Banner King of Chaos, Director of Illumination & Head of Printer Operations

 

Banner the ornage cat reves up with a cup of Joe before planning his daily does of chaos

The Internet Is Full of Cute Cats… But None Like Mine

The internet is overflowing with adorable felines.

There are the upside‑down cuddlers, Doug the 1‑der Cat and his lobster alter‑ego, the Business Cats, and the Canadian trio — Pudding, Onyx, and Olive — who run the Oreo Cat empire. Milo and Poppy (the black cat who never blinks) always deliver drama, and Maisie is the newest chaos intern in that household. Walter the Wizard Cat casts spells daily. If you displease him you will be sent to the VOID.

And then there are Kurt and Gary — the emotional support duo of the entire internet. Kurt, with his soulful eyes and “I’ve seen things” expression, radiates the energy of a cat who has read your diary and still loves you. Gary, meanwhile, is pure serotonin in whisker form — the kind of cat who could fix a bad day just by existing. Together they’re the quiet heartbeat of Cat Internet, the ones you check on like old friends.

I love them all.
But none of them — none — get into the kind of nonsense Banner does.

Banner’s Resume: Director of Illumination

You may recall Banner’s 3 a.m. hobby: turning on the bathroom light.
Not with a paw tap.
Not with a gentle nudge.
No — with bite marks in the switch.

Every light switch in this house is now in protective custody behind child‑proof covers. Banner considers this a personal challenge.

Nanaki, the orange upside‑down kitty, might give him a run for his money — Nanaki recently learned to turn on the oven.

Meet Nanki and his long suffering hooman

Banner hasn’t figured that out yet, but he does enjoy warming his behind on mine whenever it’s on. So we’re… halfway there.

And Now: Head of Printer Operations

But here’s where Banner truly sets himself apart.

Banner has decided the printer is his personal chaos button, and he is committed to pressing it at every opportunity.

**SUPPLIED ENTRIES**:
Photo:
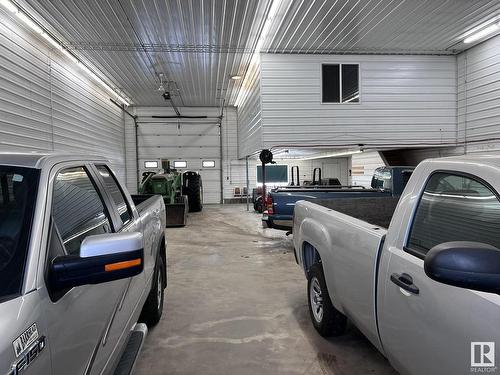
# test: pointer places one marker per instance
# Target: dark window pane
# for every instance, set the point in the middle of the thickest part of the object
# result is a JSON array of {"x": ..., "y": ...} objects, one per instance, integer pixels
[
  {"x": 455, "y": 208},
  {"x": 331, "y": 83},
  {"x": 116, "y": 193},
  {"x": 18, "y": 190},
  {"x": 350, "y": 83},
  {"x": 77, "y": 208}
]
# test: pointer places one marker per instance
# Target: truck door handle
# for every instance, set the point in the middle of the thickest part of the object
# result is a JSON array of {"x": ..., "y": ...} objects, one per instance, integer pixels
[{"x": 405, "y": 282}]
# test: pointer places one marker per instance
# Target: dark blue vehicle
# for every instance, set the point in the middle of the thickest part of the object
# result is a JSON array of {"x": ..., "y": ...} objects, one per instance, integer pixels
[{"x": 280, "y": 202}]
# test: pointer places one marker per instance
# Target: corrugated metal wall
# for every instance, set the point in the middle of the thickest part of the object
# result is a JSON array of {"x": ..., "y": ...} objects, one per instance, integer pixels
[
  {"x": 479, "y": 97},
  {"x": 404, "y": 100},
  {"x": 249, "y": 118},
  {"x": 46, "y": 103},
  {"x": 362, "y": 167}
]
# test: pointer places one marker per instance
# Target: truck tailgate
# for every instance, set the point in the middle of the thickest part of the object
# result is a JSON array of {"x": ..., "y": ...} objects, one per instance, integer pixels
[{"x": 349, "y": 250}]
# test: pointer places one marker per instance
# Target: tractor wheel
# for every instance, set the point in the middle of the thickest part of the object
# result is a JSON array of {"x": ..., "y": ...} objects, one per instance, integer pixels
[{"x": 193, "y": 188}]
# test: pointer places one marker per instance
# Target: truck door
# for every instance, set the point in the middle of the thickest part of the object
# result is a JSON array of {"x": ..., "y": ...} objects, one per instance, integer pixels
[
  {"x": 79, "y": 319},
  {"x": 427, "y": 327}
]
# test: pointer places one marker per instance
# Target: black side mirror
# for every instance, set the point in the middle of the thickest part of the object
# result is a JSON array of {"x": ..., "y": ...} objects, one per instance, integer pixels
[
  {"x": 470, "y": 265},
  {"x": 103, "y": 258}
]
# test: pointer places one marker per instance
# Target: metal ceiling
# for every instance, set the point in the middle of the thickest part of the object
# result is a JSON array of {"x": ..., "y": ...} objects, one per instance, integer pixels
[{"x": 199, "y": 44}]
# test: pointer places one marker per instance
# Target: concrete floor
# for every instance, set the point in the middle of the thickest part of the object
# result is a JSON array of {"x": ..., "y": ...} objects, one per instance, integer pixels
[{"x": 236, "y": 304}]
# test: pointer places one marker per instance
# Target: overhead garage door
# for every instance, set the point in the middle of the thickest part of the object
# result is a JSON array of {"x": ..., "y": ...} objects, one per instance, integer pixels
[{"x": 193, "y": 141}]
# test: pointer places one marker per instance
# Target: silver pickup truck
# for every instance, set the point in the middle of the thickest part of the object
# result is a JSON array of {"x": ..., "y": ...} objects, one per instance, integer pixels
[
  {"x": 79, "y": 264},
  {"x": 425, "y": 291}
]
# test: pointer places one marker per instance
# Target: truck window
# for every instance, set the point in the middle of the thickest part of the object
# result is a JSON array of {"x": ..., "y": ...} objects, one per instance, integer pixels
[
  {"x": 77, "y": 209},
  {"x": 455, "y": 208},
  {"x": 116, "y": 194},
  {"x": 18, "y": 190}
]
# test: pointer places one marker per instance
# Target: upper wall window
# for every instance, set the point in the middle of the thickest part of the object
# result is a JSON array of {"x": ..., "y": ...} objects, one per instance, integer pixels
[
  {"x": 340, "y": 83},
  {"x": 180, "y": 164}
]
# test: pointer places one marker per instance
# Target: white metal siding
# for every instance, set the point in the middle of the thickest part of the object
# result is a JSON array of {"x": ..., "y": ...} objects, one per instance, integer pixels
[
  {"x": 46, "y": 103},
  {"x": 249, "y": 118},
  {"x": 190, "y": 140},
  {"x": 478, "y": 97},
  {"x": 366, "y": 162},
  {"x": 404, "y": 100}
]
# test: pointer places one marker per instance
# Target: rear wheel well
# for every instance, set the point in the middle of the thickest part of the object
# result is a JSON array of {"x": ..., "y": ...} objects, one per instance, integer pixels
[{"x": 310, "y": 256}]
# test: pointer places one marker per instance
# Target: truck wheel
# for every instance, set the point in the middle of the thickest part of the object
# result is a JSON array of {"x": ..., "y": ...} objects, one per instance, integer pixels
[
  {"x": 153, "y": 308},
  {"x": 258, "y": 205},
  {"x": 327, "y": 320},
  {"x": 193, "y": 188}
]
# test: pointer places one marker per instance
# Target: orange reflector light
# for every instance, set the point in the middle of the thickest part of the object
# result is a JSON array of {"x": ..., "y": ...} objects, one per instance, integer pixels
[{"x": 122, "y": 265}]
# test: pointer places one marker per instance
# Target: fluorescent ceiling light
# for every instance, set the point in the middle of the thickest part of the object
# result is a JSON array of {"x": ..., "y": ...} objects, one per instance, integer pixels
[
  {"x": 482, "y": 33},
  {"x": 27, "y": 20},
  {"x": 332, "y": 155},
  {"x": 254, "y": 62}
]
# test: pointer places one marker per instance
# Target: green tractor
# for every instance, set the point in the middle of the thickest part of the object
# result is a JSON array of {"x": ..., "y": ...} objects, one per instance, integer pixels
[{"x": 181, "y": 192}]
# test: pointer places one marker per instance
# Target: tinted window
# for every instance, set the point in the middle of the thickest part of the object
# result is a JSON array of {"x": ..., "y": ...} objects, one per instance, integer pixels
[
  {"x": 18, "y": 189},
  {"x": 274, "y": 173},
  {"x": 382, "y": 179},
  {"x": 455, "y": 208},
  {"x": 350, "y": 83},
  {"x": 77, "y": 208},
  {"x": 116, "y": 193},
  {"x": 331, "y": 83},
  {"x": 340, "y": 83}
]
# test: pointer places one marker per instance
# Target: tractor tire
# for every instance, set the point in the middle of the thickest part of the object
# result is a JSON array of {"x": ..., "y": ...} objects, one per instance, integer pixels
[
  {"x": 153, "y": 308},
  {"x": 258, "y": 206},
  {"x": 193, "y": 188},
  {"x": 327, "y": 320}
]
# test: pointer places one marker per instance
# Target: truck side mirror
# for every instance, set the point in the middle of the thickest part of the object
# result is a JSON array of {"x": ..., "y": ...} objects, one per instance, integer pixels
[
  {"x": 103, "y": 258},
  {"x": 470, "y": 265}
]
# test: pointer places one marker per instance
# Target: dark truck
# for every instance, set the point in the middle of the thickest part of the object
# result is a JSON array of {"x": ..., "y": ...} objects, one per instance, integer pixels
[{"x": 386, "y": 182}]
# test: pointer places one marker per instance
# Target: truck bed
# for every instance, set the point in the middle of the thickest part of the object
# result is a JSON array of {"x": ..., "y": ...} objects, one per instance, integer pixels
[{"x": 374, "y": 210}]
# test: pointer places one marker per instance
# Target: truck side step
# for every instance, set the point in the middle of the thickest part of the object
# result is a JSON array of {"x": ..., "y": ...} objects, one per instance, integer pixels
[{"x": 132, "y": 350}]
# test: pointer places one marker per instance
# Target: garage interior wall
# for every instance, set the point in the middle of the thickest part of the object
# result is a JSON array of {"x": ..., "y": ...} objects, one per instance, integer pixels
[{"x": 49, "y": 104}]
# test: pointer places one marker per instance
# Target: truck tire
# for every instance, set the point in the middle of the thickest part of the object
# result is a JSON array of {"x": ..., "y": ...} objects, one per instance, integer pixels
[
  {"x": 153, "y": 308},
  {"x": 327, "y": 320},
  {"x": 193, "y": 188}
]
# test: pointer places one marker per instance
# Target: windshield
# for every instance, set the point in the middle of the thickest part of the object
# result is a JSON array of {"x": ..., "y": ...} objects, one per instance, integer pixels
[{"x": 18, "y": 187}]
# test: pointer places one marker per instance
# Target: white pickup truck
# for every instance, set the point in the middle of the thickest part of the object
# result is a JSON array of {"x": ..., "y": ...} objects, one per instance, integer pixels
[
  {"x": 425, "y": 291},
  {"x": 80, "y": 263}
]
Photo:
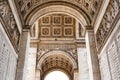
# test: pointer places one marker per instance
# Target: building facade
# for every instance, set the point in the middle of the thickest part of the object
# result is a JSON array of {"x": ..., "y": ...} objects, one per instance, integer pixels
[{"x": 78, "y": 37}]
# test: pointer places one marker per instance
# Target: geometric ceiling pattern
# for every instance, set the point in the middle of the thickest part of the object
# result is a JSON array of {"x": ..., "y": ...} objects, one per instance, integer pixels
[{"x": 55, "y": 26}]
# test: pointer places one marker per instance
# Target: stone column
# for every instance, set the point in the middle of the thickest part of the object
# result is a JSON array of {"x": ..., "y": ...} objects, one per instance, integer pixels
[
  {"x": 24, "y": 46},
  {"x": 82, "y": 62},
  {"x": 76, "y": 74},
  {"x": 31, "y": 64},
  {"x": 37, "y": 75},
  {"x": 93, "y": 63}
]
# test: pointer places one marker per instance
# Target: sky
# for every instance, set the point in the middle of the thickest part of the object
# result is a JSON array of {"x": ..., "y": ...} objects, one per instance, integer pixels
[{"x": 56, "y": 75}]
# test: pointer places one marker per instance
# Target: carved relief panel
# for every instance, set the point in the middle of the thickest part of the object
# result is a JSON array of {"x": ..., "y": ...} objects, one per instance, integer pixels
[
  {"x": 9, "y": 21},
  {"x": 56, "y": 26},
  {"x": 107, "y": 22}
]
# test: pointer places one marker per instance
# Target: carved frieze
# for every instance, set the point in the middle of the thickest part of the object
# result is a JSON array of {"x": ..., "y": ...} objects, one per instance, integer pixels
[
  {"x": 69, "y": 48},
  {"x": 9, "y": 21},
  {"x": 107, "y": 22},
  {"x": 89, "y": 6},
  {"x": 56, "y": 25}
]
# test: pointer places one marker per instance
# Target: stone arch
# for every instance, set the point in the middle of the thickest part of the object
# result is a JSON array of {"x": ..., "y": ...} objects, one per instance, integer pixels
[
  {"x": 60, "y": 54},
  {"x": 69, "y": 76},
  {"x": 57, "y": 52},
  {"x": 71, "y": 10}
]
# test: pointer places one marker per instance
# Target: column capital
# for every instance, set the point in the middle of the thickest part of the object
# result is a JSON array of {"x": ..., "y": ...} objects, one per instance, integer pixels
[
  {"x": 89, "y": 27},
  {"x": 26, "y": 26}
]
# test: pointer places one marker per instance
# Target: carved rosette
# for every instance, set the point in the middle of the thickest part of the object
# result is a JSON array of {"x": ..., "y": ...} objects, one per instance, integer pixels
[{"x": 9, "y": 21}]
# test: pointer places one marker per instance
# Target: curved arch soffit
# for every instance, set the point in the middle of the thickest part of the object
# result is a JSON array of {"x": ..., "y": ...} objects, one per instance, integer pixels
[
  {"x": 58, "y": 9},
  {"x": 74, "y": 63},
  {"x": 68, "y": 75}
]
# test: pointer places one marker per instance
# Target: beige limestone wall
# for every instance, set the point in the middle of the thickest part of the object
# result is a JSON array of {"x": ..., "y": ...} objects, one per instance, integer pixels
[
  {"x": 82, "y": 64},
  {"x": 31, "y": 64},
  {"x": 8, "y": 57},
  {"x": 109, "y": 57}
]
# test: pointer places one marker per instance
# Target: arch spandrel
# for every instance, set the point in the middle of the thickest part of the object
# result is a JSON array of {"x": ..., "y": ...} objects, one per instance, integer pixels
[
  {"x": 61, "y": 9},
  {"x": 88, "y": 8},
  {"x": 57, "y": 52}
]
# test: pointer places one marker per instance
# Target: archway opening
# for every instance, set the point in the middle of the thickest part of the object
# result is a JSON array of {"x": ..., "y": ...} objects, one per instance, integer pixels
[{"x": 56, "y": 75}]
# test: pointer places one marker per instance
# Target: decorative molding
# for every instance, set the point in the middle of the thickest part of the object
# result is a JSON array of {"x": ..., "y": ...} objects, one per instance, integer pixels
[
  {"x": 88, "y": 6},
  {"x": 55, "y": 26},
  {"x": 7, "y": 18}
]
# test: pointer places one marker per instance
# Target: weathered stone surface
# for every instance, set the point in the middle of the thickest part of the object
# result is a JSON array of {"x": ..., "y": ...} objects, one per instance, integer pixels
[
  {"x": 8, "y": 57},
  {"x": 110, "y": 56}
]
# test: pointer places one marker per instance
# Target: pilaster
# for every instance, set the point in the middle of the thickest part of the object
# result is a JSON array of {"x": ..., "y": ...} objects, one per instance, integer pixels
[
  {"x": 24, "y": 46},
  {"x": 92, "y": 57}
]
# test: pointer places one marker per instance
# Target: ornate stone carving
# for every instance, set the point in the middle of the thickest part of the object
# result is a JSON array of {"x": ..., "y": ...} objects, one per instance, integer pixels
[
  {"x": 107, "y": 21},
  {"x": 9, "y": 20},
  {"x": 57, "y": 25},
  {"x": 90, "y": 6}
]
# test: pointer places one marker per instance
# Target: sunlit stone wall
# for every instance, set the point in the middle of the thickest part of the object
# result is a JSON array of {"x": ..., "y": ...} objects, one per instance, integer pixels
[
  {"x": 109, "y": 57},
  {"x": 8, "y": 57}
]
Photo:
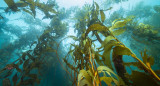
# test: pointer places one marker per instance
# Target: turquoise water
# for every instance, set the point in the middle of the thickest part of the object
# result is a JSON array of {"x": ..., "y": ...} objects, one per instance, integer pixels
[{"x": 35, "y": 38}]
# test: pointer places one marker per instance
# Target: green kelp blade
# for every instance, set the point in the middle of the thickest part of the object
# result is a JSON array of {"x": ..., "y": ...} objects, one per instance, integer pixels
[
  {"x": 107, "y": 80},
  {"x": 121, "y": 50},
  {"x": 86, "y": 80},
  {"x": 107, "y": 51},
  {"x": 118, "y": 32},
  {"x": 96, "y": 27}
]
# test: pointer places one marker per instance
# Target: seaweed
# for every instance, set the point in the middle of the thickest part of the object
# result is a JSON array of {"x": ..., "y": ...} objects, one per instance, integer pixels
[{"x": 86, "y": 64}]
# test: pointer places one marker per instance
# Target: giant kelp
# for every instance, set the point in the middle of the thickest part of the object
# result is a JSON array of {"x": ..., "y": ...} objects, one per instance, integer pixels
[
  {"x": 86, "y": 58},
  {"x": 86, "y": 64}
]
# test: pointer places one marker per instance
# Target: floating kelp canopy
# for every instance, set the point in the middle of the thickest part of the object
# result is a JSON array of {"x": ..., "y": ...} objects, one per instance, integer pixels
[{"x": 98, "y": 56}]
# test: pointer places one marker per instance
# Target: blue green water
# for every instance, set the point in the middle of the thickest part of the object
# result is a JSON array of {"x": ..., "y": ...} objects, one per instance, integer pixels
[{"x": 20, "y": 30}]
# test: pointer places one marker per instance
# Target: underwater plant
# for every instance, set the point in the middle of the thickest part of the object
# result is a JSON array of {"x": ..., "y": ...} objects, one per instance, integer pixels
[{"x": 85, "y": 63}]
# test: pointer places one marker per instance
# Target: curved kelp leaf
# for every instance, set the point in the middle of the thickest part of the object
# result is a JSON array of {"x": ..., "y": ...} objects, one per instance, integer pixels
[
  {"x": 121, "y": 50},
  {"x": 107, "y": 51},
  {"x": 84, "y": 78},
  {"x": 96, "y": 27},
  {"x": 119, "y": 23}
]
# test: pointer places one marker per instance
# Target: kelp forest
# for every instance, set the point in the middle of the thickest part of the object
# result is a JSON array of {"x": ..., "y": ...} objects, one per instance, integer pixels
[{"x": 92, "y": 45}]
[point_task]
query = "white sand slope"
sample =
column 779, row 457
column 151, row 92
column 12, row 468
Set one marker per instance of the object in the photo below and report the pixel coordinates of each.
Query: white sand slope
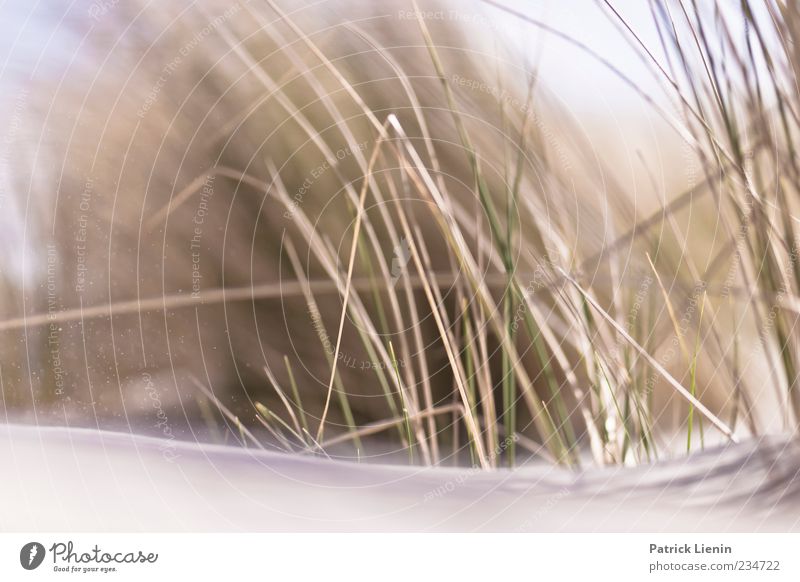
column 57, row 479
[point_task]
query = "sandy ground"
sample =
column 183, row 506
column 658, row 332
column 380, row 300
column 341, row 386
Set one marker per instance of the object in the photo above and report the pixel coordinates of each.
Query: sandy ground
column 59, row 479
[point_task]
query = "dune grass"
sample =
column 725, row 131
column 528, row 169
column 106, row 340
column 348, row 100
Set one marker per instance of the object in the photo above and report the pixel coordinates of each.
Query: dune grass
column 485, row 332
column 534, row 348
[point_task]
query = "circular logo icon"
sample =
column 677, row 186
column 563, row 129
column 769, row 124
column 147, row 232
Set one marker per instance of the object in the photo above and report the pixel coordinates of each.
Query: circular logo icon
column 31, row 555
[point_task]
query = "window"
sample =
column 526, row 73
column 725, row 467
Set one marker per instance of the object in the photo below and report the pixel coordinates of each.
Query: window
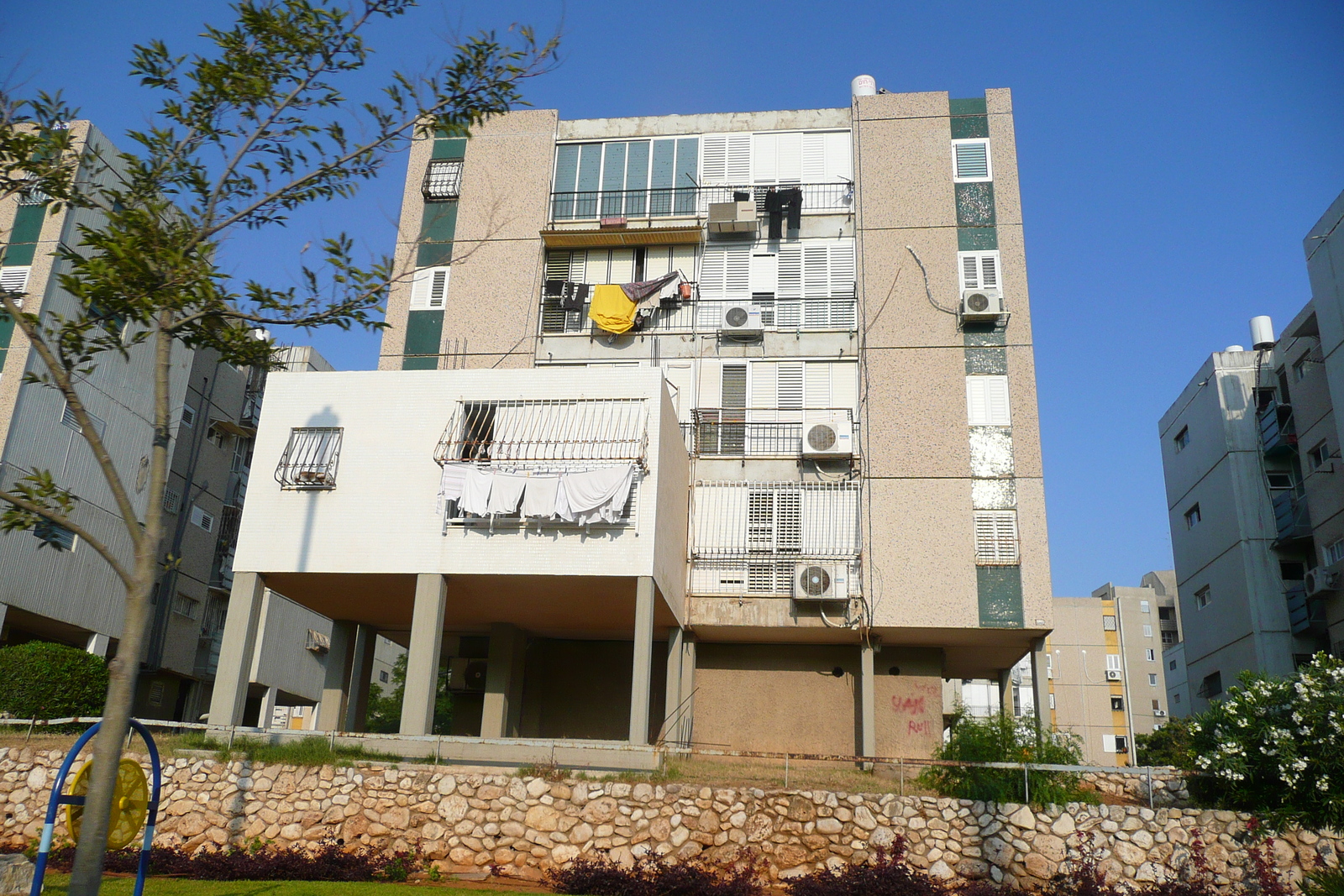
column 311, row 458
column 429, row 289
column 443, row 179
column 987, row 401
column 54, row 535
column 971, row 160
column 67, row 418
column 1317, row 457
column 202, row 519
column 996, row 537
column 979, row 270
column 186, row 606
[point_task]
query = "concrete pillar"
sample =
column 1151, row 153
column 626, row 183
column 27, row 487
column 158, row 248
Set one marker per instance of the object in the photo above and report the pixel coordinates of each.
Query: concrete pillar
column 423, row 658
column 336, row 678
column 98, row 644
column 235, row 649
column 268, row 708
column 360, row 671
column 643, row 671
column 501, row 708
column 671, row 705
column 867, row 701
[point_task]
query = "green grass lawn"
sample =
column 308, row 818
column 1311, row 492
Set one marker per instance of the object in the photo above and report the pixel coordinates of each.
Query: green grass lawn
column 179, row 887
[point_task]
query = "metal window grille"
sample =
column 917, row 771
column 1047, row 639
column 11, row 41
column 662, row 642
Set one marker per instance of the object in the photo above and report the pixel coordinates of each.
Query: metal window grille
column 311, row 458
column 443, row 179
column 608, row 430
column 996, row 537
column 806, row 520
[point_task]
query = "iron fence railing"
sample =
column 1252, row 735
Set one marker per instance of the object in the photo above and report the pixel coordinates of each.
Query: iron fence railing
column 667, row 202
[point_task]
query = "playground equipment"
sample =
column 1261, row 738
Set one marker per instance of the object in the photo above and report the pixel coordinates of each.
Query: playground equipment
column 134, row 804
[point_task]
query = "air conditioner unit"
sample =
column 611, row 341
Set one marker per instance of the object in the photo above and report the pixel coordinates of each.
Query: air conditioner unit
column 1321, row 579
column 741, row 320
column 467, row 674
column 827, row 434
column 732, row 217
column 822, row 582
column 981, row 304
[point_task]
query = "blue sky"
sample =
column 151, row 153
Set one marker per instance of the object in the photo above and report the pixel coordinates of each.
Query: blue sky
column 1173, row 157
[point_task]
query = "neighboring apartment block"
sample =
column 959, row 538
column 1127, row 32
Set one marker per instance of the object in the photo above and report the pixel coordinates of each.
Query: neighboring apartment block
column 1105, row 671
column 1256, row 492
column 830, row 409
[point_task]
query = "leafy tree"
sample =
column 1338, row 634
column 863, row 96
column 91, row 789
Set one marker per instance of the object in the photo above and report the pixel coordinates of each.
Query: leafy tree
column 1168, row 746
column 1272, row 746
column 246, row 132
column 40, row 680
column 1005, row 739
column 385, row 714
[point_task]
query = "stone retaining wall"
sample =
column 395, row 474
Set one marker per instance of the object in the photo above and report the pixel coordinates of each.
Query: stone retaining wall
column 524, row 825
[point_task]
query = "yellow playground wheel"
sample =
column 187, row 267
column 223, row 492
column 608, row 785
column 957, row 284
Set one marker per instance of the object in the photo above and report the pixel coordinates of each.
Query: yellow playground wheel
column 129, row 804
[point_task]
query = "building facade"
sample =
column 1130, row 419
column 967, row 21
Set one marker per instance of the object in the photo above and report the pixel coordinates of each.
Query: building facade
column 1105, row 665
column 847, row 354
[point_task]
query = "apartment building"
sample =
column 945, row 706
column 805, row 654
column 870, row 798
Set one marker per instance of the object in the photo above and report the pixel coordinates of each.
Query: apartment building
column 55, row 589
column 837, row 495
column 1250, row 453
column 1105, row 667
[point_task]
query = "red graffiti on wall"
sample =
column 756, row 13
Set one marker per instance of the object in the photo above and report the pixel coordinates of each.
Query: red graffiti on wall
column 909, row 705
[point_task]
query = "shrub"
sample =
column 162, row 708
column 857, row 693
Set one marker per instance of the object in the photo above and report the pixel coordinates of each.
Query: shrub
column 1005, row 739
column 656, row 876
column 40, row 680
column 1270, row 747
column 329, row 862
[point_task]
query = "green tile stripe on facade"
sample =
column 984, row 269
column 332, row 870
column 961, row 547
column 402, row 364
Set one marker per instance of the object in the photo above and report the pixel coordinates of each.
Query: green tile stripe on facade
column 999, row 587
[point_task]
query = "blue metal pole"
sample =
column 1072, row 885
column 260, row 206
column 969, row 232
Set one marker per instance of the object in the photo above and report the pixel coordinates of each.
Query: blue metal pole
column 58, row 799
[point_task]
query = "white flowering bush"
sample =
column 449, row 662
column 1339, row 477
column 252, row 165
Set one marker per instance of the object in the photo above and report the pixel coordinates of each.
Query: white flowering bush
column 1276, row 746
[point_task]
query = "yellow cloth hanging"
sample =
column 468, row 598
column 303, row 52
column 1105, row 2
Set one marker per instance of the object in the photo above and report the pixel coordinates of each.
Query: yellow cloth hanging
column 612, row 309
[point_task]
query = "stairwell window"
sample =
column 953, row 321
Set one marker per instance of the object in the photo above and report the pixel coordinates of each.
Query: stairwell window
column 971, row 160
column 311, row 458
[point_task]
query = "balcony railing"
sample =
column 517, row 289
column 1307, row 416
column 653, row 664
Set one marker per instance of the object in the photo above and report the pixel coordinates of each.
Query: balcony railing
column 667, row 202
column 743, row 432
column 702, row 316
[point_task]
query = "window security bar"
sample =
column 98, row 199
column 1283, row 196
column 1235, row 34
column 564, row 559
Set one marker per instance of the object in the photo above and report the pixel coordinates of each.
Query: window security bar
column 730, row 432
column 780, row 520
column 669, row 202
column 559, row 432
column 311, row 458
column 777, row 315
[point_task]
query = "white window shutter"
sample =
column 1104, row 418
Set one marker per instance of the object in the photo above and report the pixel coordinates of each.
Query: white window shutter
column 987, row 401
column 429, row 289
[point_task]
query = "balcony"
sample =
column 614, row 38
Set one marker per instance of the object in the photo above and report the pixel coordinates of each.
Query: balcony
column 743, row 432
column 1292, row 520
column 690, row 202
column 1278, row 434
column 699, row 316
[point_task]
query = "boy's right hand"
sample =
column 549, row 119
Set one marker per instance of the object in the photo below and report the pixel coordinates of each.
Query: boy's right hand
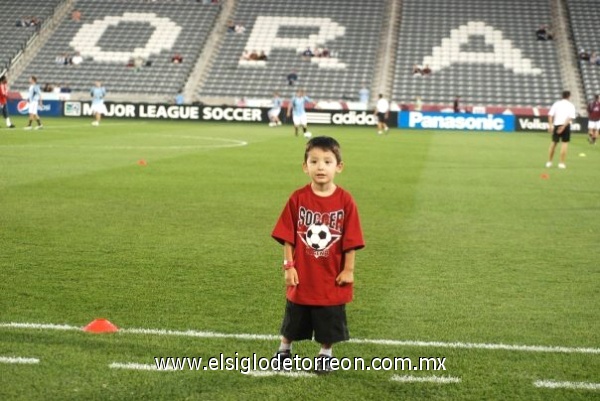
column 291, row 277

**ACTIVITY LIST**:
1. Duplicate the part of the post about Banner the cat that opens with the words containing "I love them" and closes with "in the switch.".
2. Write the next part of the post about Banner the cat, starting right after its final sentence.

**WRITTEN RESPONSES**:
1.
I love them all.
But none of them — none — get into the kind of nonsense Banner does.

Banner’s Resume: Director of Illumination

You may recall Banner’s 3 a.m. hobby: turning on the bathroom light.
Not with a paw tap.
Not with a gentle nudge.
No — with bite marks in the switch.

2.
This cat has exactly two modes:

  1. Sleeping like a Victorian child in a painting
  2. Causing administrative disasters

He’s not trying to print anything.
He’s summoning the Paper Spirits.
In his little cat brain, the logic is simple:

“I push this button, and the house makes snow.”

Incident #1: The Paper Blizzard

The first time he found the print button, I got one blank page.
Not ideal, but survivable.

When I returned home later, the entire paper tray was empty. Pages were scattered across the floor like confetti after a parade. The culprit? Snoozing peacefully in the bedroom, pretending innocence.

Incident #2: The Full Diagnostic Suite

A couple days of peace passed.
Then Banner apparently thought:

“I haven’t caused any chaos lately.”

I heard the printer whir to life.
There he was — sitting smugly on top of it like a tiny furry CEO.

I expected another blank page.
Nope.

He triggered a full diagnostic.

Four pages of printer diagnostics.
A full‑color test page.
And then — because he’s thorough — a one‑page printer report.

At this point, the printer needs a warning label:

“Not cat‑proof. Not even a little.”

Banner’s IT Career Begins

This cat isn’t playing anymore. He has:

  • Initiated a system audit
  • Run a diagnostic suite
  • Possibly applied for a job in IT

Honestly, the printer should automatically stamp each page:

“Triggered by: Banner the Menace.”

Emergency Protocol: Power Button

That was the last straw.
I turned off the power button.

They say most cats never figure out power buttons — they’re too flush, too boring, and they don’t make satisfying noises. Banner prefers the chaos buttons: the ones that beep, whirr, and spit out paper like a Vegas slot machine.

But on my printer, all the buttons are flush… and he’s already mastered those. I may not be safe unless I unplug the machine entirely.

Banner’s Troubleshooting Sequence

If he tries again, I fully expect him to follow the classic cat IT protocol:

  1. Stare at printer
  2. Tap it once
  3. Tap it harder
  4. Sit on it
  5. Yell at it
  6. Walk away like he never cared

He may not have been able to change the lightbulb for me, but he can run my printer like an IT pro.

The Printer’s Future Looks Grim

Who knows what he’ll get into next — especially once he borrows the orange cat brain cell again. Whatever he thinks of next, I just hope it doesn’t involve electricity, diagnostics, or anything with a paper tray.

Banner and his old printer before it bit the dust. I wonder if it got clogged with orange cat hair?


 

Kitty Shenanigans: The Continuing Saga of Life With Two Cats

 

Cat Wrestling to start the day off right. What more can be in store for me?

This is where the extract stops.